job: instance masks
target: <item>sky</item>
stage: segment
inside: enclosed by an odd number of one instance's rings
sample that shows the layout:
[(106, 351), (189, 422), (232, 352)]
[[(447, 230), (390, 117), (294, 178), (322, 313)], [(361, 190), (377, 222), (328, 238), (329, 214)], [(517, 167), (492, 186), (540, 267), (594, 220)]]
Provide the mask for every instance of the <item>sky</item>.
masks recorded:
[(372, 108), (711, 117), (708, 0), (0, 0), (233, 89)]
☆ ☆ ☆ ☆
_What you need to do_
Edit the material above by replacing "masks recorded" with "masks stored" wherever it appears, and leave every other line unchanged.

_Expected output_
job: instance masks
target: <item>sky</item>
stage: segment
inside: enclosed by an odd number of one instance's rings
sample that shows the layout:
[(106, 351), (189, 422), (232, 352)]
[[(447, 230), (390, 117), (294, 178), (322, 313)], [(361, 190), (377, 222), (328, 238), (329, 214)], [(517, 167), (492, 186), (540, 267), (594, 220)]]
Provide the mask for every instance of the <item>sky</item>.
masks stored:
[(372, 108), (711, 117), (708, 0), (0, 0), (233, 89)]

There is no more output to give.